Azure / AKS

Azure Kubernetes Service
https://azure.github.io/AKS/
1.97k stars 311 forks source link

[BUG] Deallocated nodes are being reported as "Unhealthy" #4313

Open JoeyC-Dev opened 6 months ago

JoeyC-Dev commented 6 months ago

Describe the bug When node pool --scale-down-mode is being set to Deallocate and scale in 1 node after then, it will cause Unhealty report on Azure portal.

To Reproduce

# Basic parameter for set-up
aks=
rG=
location=southeastasia

# Create resource group
az group create -n ${rG} -l ${location}

# Set `--node-os-upgrade-channel` to None in case cannot scale/change nodepool properties later
az aks create -n ${aks} -g ${rG} \
--nodepool-name agentpool \
--node-count 2 \
--node-os-upgrade-channel None \
--no-ssh-key

# Set to Deallocate for reproducing
az aks nodepool update --name agentpool --cluster-name ${aks} -g ${rG} \
--scale-down-mode Deallocate

# Reproducing issue by scaling in one node
az aks nodepool scale --name agentpool --cluster-name ${aks} -g ${rG} \
--node-count 1

# Giving time for AKS to fully processing
sleep 120

# Checking node ready status
# Issue reproduced here
az aks get-credentials -n ${aks} -g ${rG}
kubectl get node
# Try if stop/start fix the issue 
# Stop AKS 
az aks stop -n ${aks} -g ${rG}
# Start AKS
az aks start -n ${aks} -g ${rG}

# Issue persists
kubectl get node

(Health warning popped up like after ~30 mins after restarting the AKS (part 2 of the script), simply wait and check Azure portal in 30 mins. Make sure the page is being fully refreshed by using Ctrl+F5.)

Expected behavior The deallocated nodes should be removed from AKS node list.

Screenshots image image image "The node could not be found in running/powered on state." image image image image (Why there are still 5 Pods on supposed-not-started node? I don't know.) image

Environment (please complete the following information):

Additional context In my memory, this issue persists a long time ago, I just start to dig the root cause today.

PixelRobots commented 6 months ago

Hey @pavneeta I spoke to you about this at KubeCon Paris. Seems someone else is also seeing the same. Is this on the roadmap to resolve/tidy up?

abarqawi commented 6 months ago

Hi @JoeyC-Dev i think this is expected behavior for --scale-down-mode Deallocate if you want to delete the NotReady nodes you need to use --scale-down-mode Delete

Reference : Warning In order to preserve any deallocated VMs, you must set Scale-down Mode to Deallocate. That includes VMs that have been deallocated using IaaS APIs (Virtual Machine Scale Set APIs). Setting Scale-down Mode to Delete will remove any deallocate VMs. Once applied the deallocated mode and scale down operation occurred, those nodes keep registered in APIserver and appear as NotReady state.

https://learn.microsoft.com/en-us/azure/aks/scale-down-mode#before-you-begin

JoeyC-Dev commented 6 months ago

@abarqawi Be real honest, this is sad. It looks like this warning is existing for 3+ years. Preserving nodes is still necessary from my sight: especially when need to scale out hundreds of nodes when I need it in a very short time and deallocate them when not needed. So --scale-down-mode Deallocate is still needed.
· · · ·
GOAL:
Please answer these questions on the AKS issue thread:
1. What location does the reproduction script set?
2. What does the expected behavior say should happen to deallocated nodes?
3. Which scale-down mode does abarqawi say to use to delete the NotReady nodes?
You won't need the records for this.
· · · ·
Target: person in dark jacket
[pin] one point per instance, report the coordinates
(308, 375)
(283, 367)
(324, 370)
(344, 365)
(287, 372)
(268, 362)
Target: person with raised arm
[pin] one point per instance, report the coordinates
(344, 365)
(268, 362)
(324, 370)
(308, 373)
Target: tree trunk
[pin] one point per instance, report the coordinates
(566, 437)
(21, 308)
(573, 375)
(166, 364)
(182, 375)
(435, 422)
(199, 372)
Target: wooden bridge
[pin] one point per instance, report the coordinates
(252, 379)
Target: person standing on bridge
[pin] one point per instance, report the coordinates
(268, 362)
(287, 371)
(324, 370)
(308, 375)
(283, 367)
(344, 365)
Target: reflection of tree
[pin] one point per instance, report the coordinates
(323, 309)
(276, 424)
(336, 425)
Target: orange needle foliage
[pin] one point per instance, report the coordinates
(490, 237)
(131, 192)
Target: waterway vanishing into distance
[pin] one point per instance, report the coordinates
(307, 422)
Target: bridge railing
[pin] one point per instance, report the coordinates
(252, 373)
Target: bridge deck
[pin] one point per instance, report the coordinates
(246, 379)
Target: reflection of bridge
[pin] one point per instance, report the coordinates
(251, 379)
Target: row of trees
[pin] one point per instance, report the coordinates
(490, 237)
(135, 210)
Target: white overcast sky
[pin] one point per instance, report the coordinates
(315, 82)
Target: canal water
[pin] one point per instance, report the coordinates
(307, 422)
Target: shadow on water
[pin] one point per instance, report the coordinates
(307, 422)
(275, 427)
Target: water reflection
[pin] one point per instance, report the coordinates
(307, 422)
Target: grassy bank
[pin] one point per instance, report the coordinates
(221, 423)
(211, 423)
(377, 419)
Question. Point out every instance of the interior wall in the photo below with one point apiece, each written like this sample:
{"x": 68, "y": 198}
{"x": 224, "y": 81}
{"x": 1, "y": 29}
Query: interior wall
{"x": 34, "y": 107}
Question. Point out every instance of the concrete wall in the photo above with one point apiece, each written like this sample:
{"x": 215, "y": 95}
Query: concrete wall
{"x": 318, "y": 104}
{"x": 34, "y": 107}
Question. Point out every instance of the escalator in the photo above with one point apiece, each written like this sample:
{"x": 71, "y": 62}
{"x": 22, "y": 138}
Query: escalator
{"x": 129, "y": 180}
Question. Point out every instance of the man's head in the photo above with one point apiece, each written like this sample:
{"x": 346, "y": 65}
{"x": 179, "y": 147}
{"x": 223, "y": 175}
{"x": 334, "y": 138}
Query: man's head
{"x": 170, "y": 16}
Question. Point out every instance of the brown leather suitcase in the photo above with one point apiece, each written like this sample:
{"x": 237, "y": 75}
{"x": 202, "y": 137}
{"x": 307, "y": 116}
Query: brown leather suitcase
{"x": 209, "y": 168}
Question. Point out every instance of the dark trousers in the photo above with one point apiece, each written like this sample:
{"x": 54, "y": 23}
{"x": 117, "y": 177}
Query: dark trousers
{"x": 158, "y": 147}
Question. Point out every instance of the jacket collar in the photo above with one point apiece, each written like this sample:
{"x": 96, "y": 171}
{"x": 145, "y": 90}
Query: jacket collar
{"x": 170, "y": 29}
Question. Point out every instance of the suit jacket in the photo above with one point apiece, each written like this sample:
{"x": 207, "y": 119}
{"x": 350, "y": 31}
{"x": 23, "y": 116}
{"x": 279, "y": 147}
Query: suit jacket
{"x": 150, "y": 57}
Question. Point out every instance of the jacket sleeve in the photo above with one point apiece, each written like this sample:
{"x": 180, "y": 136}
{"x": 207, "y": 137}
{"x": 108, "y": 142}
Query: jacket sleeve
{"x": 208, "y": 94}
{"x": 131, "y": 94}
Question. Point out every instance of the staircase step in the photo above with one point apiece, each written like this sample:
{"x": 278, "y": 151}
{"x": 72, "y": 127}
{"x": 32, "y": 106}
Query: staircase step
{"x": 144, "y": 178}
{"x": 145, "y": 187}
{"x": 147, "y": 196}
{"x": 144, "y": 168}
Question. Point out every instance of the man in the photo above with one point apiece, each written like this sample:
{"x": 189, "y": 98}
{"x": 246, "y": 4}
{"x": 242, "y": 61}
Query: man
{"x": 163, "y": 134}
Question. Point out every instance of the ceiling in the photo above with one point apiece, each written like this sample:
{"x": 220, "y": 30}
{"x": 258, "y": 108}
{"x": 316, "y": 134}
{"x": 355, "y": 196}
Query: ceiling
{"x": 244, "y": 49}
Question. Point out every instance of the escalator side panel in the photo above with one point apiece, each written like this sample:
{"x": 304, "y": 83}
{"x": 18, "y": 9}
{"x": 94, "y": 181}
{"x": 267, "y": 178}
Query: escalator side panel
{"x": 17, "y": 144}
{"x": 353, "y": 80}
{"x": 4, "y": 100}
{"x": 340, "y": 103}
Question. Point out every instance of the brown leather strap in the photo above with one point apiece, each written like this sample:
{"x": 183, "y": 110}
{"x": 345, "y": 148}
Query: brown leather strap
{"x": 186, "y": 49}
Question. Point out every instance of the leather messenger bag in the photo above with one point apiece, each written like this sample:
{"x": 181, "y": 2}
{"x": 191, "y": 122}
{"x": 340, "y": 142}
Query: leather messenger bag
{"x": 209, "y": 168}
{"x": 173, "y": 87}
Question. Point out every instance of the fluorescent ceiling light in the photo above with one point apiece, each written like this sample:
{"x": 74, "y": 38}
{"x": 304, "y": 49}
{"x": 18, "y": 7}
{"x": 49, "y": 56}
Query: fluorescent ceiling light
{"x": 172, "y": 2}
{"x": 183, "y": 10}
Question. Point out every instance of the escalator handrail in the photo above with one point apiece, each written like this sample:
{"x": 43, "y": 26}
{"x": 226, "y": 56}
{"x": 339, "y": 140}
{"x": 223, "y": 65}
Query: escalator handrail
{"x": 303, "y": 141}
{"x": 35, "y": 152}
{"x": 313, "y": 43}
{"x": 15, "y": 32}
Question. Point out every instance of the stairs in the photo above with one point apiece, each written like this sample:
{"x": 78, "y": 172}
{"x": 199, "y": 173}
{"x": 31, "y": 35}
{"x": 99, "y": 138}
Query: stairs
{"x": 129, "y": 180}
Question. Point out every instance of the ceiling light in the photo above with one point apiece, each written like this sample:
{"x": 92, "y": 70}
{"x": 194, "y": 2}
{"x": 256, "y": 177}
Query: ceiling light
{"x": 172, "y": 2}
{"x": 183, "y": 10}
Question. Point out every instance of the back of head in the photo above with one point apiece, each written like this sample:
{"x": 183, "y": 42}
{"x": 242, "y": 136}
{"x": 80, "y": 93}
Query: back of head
· · · ·
TASK ANSWER:
1. southeastasia
2. They should be removed from the AKS node list.
3. Delete (--scale-down-mode Delete)